Requirements –
• 1. According to the feedback on the story, what should a conversation of any kind have?
• 2. Reproduce the stretch of the feedback on the story from "Jay_likes_whales" through "for my birthday." word for word.

Teiashah

Jay_likes_whales

Okay, so I think your story is getting better, but it still needs work on the being more descriptive. Sure there's more, but you need to work on the dialogue parts. In a story, or any conversation, it's NOT:
          
          (name of character): (dialogue)
          
          It's suppose to be:
          
          "(dialogue)," (some description)
          
          Here's an example based on the first chapter of your story:
          
          "Hey," Jordan greeted. "So, what do you want for my birthday?" I thought about it for a moment. What did I want for my birthday. 
          
          "I just really want some cases for my iPhone 5S," I answered. "And just to hang out with you."
          
          "Okay, I'll see what I can do," he spoke with a hint of laughter. 
          
          Now, you don't have to do exactly like that, but a conversation of any kind should have quotation marks. I also edited the last part because the sentence with the "'Okay, we'll see'" literally means okay we all see. So it doesn't make sense.

Dataset entries –
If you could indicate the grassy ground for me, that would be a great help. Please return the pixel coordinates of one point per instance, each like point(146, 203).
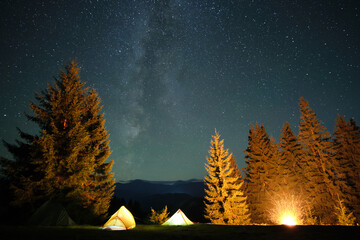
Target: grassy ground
point(197, 231)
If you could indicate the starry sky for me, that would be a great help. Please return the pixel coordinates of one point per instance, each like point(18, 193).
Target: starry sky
point(170, 72)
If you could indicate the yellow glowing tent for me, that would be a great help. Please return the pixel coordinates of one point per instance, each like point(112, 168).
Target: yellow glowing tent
point(178, 218)
point(121, 220)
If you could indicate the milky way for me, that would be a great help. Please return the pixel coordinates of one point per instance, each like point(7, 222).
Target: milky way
point(170, 72)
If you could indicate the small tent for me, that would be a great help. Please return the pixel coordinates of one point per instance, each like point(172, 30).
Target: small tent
point(178, 218)
point(121, 220)
point(51, 213)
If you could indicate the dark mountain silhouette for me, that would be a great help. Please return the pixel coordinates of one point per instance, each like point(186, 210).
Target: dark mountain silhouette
point(135, 189)
point(186, 195)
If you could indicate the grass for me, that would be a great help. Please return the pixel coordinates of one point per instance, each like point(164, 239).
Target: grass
point(197, 231)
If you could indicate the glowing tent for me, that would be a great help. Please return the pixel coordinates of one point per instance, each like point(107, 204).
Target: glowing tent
point(121, 220)
point(178, 218)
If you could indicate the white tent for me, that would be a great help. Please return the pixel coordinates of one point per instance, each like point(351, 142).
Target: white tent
point(121, 220)
point(178, 218)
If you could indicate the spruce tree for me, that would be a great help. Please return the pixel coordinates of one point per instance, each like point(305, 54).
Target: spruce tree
point(320, 185)
point(66, 160)
point(347, 147)
point(225, 202)
point(290, 161)
point(259, 167)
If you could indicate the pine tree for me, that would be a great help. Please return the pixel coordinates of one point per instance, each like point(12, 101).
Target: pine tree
point(66, 160)
point(344, 216)
point(159, 217)
point(290, 161)
point(258, 172)
point(320, 186)
point(225, 202)
point(347, 147)
point(236, 207)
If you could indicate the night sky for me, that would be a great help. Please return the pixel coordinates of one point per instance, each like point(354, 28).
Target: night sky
point(170, 72)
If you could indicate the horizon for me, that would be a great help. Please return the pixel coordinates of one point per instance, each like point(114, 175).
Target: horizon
point(169, 72)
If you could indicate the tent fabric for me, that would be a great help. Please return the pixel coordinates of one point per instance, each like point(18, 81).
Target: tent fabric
point(51, 213)
point(121, 220)
point(179, 218)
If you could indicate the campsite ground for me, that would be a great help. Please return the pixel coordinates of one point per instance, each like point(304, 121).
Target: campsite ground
point(197, 231)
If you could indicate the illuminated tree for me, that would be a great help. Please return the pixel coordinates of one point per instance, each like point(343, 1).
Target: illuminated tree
point(290, 161)
point(225, 202)
point(344, 216)
point(236, 207)
point(347, 147)
point(66, 160)
point(258, 173)
point(319, 171)
point(159, 217)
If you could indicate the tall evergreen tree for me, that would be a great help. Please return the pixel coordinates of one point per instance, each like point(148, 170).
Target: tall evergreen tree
point(66, 160)
point(347, 147)
point(291, 165)
point(320, 186)
point(225, 202)
point(259, 157)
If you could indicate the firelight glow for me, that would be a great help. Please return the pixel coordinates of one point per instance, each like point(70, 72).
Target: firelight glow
point(288, 220)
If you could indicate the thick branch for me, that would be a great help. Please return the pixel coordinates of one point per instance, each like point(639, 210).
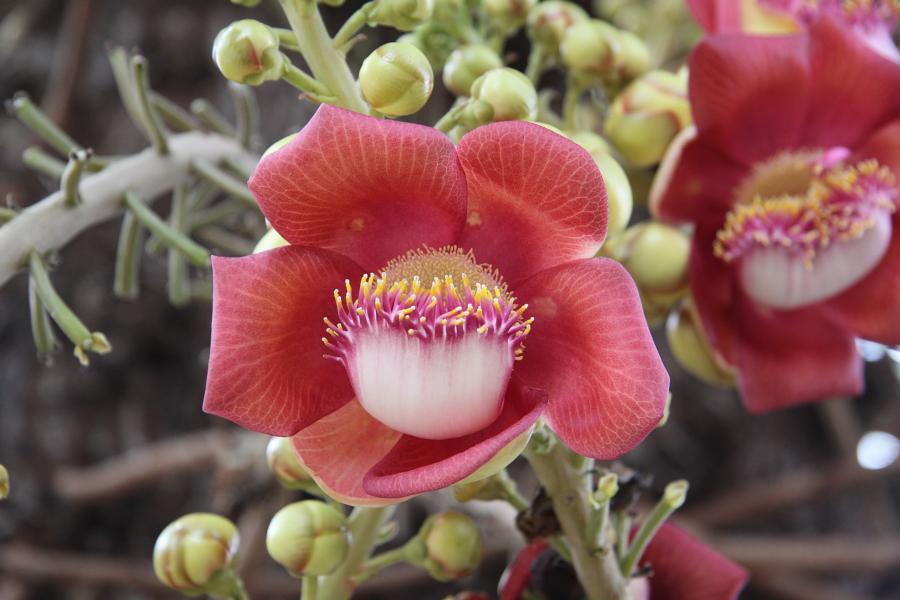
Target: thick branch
point(49, 224)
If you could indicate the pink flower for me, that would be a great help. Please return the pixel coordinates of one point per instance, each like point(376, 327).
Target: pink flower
point(681, 568)
point(872, 20)
point(790, 182)
point(467, 306)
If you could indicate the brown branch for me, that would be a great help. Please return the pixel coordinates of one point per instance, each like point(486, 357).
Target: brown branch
point(795, 488)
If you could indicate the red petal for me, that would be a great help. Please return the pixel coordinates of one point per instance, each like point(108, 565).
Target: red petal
point(749, 94)
point(415, 465)
point(854, 90)
point(536, 199)
point(338, 450)
point(686, 569)
point(369, 188)
point(591, 350)
point(266, 369)
point(694, 181)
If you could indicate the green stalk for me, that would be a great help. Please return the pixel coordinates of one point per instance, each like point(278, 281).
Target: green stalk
point(326, 62)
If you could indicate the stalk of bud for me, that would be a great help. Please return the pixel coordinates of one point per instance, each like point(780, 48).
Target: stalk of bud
point(247, 52)
point(396, 79)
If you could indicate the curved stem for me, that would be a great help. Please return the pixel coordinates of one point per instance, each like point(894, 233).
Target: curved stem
point(325, 60)
point(598, 572)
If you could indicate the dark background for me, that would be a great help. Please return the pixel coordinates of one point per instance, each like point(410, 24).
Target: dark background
point(781, 492)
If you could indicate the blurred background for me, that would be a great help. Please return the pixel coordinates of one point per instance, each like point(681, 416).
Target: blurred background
point(102, 458)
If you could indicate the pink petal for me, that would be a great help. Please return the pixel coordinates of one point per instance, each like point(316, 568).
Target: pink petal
point(749, 94)
point(369, 188)
point(694, 181)
point(338, 450)
point(590, 349)
point(854, 90)
point(536, 199)
point(415, 465)
point(686, 569)
point(266, 369)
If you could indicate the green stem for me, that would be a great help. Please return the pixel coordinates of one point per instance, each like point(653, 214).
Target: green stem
point(194, 252)
point(365, 525)
point(598, 573)
point(325, 61)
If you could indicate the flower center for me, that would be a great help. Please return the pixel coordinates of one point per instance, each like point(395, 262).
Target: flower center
point(807, 226)
point(429, 359)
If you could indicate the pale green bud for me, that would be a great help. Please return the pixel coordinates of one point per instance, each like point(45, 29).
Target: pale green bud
point(247, 52)
point(401, 14)
point(451, 546)
point(549, 21)
point(192, 550)
point(308, 538)
point(645, 118)
point(466, 64)
point(284, 464)
point(691, 348)
point(509, 92)
point(396, 79)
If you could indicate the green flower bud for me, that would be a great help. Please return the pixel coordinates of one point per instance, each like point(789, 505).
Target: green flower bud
point(645, 118)
point(192, 550)
point(450, 546)
point(247, 52)
point(549, 21)
point(396, 79)
point(691, 348)
point(308, 538)
point(509, 92)
point(284, 464)
point(466, 64)
point(401, 14)
point(618, 189)
point(508, 15)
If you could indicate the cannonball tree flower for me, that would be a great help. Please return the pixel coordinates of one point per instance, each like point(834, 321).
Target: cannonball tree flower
point(680, 566)
point(790, 179)
point(434, 302)
point(872, 20)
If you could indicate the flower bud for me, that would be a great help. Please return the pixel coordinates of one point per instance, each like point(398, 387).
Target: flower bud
point(285, 465)
point(645, 118)
point(509, 92)
point(308, 538)
point(508, 15)
point(450, 546)
point(549, 21)
point(618, 189)
point(401, 14)
point(691, 348)
point(247, 52)
point(396, 79)
point(466, 64)
point(192, 550)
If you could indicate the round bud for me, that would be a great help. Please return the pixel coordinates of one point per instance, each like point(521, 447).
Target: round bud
point(466, 64)
point(509, 92)
point(396, 79)
point(452, 546)
point(618, 189)
point(645, 118)
point(308, 538)
point(280, 454)
point(508, 15)
point(247, 52)
point(192, 550)
point(401, 14)
point(691, 348)
point(549, 21)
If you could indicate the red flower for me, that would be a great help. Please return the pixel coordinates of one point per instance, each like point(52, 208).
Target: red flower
point(790, 182)
point(681, 568)
point(471, 307)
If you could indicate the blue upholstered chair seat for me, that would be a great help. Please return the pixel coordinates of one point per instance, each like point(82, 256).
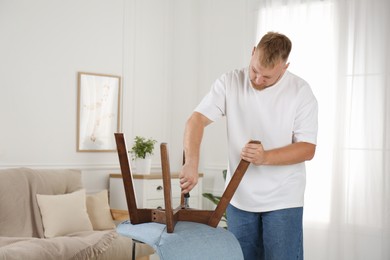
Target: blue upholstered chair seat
point(188, 241)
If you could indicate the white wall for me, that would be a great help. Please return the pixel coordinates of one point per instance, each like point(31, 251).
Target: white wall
point(168, 53)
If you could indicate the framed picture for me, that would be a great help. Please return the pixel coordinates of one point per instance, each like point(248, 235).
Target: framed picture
point(98, 112)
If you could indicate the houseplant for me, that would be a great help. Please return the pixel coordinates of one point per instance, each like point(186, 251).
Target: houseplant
point(142, 150)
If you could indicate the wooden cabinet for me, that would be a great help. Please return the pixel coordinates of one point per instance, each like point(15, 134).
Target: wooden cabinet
point(149, 191)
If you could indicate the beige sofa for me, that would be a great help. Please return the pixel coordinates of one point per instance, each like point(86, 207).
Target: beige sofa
point(46, 214)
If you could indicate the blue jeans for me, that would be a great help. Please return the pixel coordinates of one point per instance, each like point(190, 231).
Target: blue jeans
point(273, 235)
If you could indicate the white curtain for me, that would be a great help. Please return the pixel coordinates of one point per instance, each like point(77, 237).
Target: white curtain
point(341, 48)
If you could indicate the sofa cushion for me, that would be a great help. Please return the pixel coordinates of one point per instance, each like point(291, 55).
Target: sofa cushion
point(19, 212)
point(99, 211)
point(64, 214)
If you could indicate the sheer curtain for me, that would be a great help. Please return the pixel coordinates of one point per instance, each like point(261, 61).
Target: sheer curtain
point(341, 48)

Results for each task –
• 1. Quotation marks.

• 2.
Jay_likes_whales

Okay, so I think your story is getting better, but it still needs work on the being more descriptive. Sure there's more, but you need to work on the dialogue parts. In a story, or any conversation, it's NOT:
          
          (name of character): (dialogue)
          
          It's suppose to be:
          
          "(dialogue)," (some description)
          
          Here's an example based on the first chapter of your story:
          
          "Hey," Jordan greeted. "So, what do you want for my birthday?" I thought about it for a moment. What did I want for my birthday.